→ **EXTRAIT CHOISI**
* * *

La motonormativité est caractérisée par :

  • une domination de l'automobile dans les infrastructures et l'aménagement du territoire par rapport notamment à l'espace alloué à d'autres moyens de transport ;
  • une plus grande tolérance et une minimisation des conséquences négatives de l'utilisation de la voiture (pollution, accidents, sédentarité, etc.), pourtant jugées inexcusables dans d'autres situations. Par exemple, l'étude d'Ian Walker de 2022 montre que 75 % des personnes interrogées condamnent le fait de fumer une cigarette à proximité d'autres personnes mais que seulement 17 % condamnent le fait de conduire à proximité d'autres personnes, alors que les deux situations génèrent une pollution et mettent en danger la santé des personnes à proximité[1],[5],[6] ;
  • une priorisation de la voiture individuelle au détriment d'autres modes de transport (marche à pied, vélo, transports en commun, etc.), souvent stigmatisés et assimilés à des jouets ou des alternatives peu sérieuses[7],[4] ;
  • une glorification de la voiture dans la culture (publicités, films, séries télévisées, jeux vidéo, médias, etc.), renforçant ainsi son statut de symbole de liberté, de puissance, de masculinité et de réussite sociale[7],[6],[3].

* * *

→ **À FAIRE**
a. Relevez, dans l'extrait sur la motonormativité, tout ce dont la voiture est présentée comme le symbole.
b. D'après l'extrait sur la motonormativité, quelle part des personnes interrogées dans l'étude d'Ian Walker condamne le fait de conduire à proximité d'autres personnes ?
c. Prolongez l'extrait sur la motonormativité après son dernier point.
Le matériau qui suit est indépendant de l'extrait.

→ **DONNÉES AFFICHÉES**
* * *

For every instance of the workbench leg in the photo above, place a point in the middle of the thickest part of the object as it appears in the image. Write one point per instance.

* * *

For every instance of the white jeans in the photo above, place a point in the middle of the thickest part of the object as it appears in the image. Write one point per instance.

* * *

→ **RÉPONSES PAR TÂCHE**
a. Liberté, puissance, masculinité, réussite sociale.

b. Seulement 17 % des personnes interrogées.

c.
La motonormativité est un biais cognitif généralisé, qui s'applique non seulement à des automobilistes et des non-automobilistes, mais aussi à des personnalités politiques et à des médecins et qui a donc des conséquences importantes en matière de développement durable et de santé publique[1].

Ian Walker donne plusieurs preuves et exemples de motonormativité :

  • Le fait de considérer automatiquement la voiture comme moyen de transport principal pour effectuer un déplacement, que ce soit quotidiennement par les habitants ou par des décideurs politiques lors de réflexions sur l'aménagement du territoire[6]. Dans ce dernier cas, l'urbanisme est alors fondé sur l'hypothèse que les déplacements se font en voiture et que les personnes utilisant des alternatives sont forcées d'accepter les inconvénients liés à la conduite automobile des autres (par exemple, appuyer sur un bouton pour traverser une route)[1].
  • Le fait d'accepter plus facilement que les automobilistes ne respectent pas la loi (notamment les excès de vitesse) alors que d'autres infractions sont davantage désapprouvées (ivresse publique, dépôt de déchets, graffitis, par exemple)[1],[3].
  • Le fait pour un médecin de se demander quels vêtements portaient des piétons blessés sur la route plutôt que se demander pourquoi ils sont obligés en premier lieu de se mêler à des véhicules beaucoup plus lourds et volumineux qu'eux[1].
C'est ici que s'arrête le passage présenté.